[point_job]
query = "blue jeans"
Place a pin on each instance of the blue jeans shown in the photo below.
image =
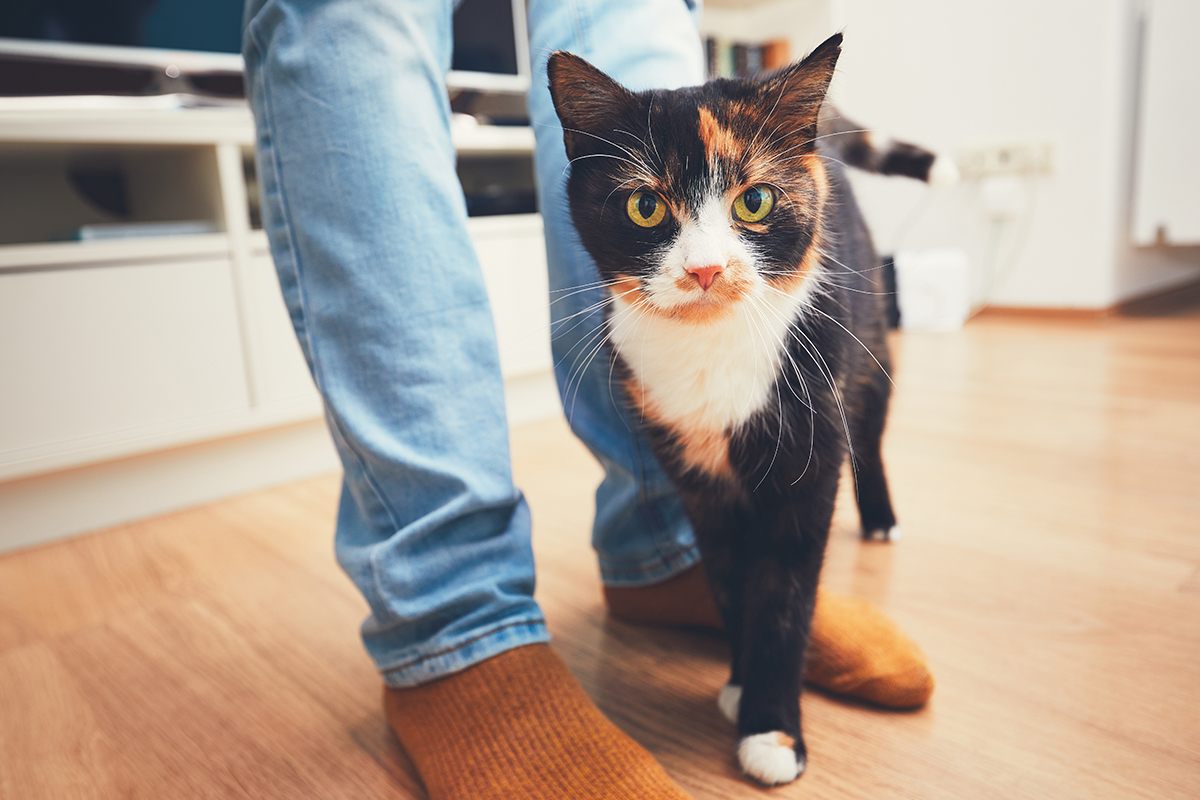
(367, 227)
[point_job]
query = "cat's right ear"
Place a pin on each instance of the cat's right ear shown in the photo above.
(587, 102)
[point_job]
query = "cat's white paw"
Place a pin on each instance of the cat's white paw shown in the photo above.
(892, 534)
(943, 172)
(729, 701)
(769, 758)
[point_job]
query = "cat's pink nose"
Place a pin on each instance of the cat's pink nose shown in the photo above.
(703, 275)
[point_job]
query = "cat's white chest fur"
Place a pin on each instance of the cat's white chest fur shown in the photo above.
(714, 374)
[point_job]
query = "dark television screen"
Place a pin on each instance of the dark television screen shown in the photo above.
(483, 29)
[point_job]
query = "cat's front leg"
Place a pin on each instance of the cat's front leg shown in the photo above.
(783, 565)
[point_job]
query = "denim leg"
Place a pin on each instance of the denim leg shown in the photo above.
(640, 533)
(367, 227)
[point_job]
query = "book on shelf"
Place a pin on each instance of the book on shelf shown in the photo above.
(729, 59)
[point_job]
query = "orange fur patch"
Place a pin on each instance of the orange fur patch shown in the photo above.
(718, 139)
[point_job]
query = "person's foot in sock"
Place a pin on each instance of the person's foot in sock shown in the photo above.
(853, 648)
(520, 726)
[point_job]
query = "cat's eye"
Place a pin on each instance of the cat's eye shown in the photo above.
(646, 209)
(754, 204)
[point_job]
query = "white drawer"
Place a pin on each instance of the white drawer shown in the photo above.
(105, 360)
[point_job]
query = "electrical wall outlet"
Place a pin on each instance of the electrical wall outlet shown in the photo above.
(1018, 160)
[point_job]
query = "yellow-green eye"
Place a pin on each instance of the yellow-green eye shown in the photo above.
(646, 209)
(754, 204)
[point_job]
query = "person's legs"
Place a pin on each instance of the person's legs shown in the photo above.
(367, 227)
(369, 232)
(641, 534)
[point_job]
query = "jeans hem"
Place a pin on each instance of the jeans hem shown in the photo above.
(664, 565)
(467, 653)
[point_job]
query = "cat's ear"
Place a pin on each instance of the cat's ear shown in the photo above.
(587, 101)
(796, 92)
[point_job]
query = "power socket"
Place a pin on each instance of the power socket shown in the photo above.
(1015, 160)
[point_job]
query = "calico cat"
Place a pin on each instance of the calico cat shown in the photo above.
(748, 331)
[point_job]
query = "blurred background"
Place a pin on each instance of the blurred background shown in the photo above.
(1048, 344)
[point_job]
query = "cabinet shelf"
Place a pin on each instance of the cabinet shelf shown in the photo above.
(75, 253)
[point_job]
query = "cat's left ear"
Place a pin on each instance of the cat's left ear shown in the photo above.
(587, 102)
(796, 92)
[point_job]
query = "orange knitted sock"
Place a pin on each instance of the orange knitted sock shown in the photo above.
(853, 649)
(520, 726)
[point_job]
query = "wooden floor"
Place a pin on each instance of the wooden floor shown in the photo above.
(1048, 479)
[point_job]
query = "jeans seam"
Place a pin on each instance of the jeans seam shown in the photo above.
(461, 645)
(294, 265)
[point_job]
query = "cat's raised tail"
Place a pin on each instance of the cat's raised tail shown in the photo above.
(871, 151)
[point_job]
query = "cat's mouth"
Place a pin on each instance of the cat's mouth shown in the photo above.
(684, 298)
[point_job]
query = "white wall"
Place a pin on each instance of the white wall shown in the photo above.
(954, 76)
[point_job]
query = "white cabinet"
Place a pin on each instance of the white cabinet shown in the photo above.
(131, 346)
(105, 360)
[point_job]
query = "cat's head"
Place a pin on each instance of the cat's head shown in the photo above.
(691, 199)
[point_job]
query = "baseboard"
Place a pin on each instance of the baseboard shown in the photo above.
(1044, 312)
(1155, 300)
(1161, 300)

■ ■ ■ ■ ■

→ **Exercise instructions**
All of the data above should be printed again exactly, though none of the pictures belong in the copy.

→ **Result of this task**
[point_job]
query = "blue jeans"
Place a pin on each instance of the blue jeans shown in the photo below.
image =
(367, 227)
[point_job]
query = "cat's right ear"
Place a pin on each instance of the cat's right ear shown in the photo above.
(587, 102)
[point_job]
query = "cat's white paw"
Place a pin on each instance of the cat's white paw shown in the photo above.
(892, 534)
(943, 172)
(729, 701)
(769, 758)
[point_job]
query = "cat's pink nose"
Place a pin on each instance of the cat's pink nose shown in the photo above.
(703, 275)
[point_job]
query = "cat's white chest fur"
Place a pin on each instance of the cat's white chest fur shown in the photo above.
(714, 374)
[point_job]
query = "dark television screen"
Place a pin on each instance of the dark television screen shown in the photo above.
(483, 29)
[point_job]
query = "cat's front leg"
Place a pin on each instance of the cat's front leg shown in the photo above.
(783, 565)
[point_job]
query = "denim leg"
Place a pin on each instance of the denim leg shown in the photo above.
(640, 533)
(367, 227)
[point_job]
query = "book on shelf"
Place a pin on each instance of the book on shelf shown in the photo above.
(729, 59)
[point_job]
query = "orange fur patch"
Place a pin on each instance of the orange fur patch shown in the photo above.
(718, 139)
[point_job]
query = "person's foot in sock"
Place a pin on each instance of the person's foot in sock shown in the photo above.
(853, 648)
(520, 726)
[point_job]
query = "cat's eye"
Place a pin on each instance of the cat's eye shown in the photo above.
(646, 209)
(754, 204)
[point_job]
query = "white drawer"
Place a pin on each instance of the white drawer shown in the photo above.
(105, 360)
[point_job]
query = "electrical wall outlet"
Place a pin on each instance of the electrical wall outlet shown in the photo above.
(1018, 160)
[point_job]
query = "yellow-green eye"
Place a pin on each instance of the yellow-green eye shown in the photo above.
(646, 209)
(754, 204)
[point_job]
query = "person's legs"
Place a pin on each instance of the person's legs shown in the photo above.
(367, 227)
(369, 232)
(641, 534)
[point_job]
query = "jeans hem"
Place a pin on each instance of the jeans hem shown in the photo above.
(664, 565)
(467, 653)
[point_job]
query = "cat's ear"
Place a pin on each instance of the cat's ear shown in the photo above.
(587, 101)
(796, 92)
[point_job]
query = "power socket"
Place a pin on each instance of the power socket shown in the photo above.
(1015, 160)
[point_job]
query = "calico cat"
Place a pin on each instance of the calico cat shown in the photo above.
(748, 331)
[point_job]
query = "blurred background"
Place a pin on each instance of the blurred background shown in the photo above.
(1048, 344)
[point_job]
query = "cabinet shelf"
Place a pin on each instance of the cabinet shelf shown in the photo above.
(75, 253)
[point_job]
query = "cat's left ear"
Place a pin on each instance of the cat's left ear shown in the photo above.
(587, 102)
(796, 92)
[point_job]
query = "orange knitted sock"
Place a pin on each instance of the orange knitted sock shown in the photo above.
(853, 649)
(520, 726)
[point_job]
query = "wooden floor"
Place a pin on each instance of the wooden floor shown in the photo above.
(1048, 479)
[point_job]
query = "jeans seam"
Place a pin on each instance of the jeans seam shown in the photo above.
(461, 645)
(294, 265)
[point_job]
query = "cat's raised tail"
Place a pin on each instance of the cat's raised tail shown in the photo above.
(871, 151)
[point_job]
query = "cat's mouth"
Place a pin on each instance of the cat's mouth shown in the photo above.
(684, 298)
[point_job]
query = "white wall"
Place a pin on each instance of the white wall shown in the photo above.
(954, 76)
[point_job]
query = "white cabinet"
Place a pin on each instance of the white cabinet shown in the photo above.
(131, 346)
(105, 360)
[point_job]
query = "cat's head"
Place a pin on each instance of the cat's head shown in the photo above.
(691, 199)
[point_job]
query = "baseboard"
Place a pin on each instance of the baseboard shown in the photo above.
(1044, 312)
(1155, 300)
(1161, 300)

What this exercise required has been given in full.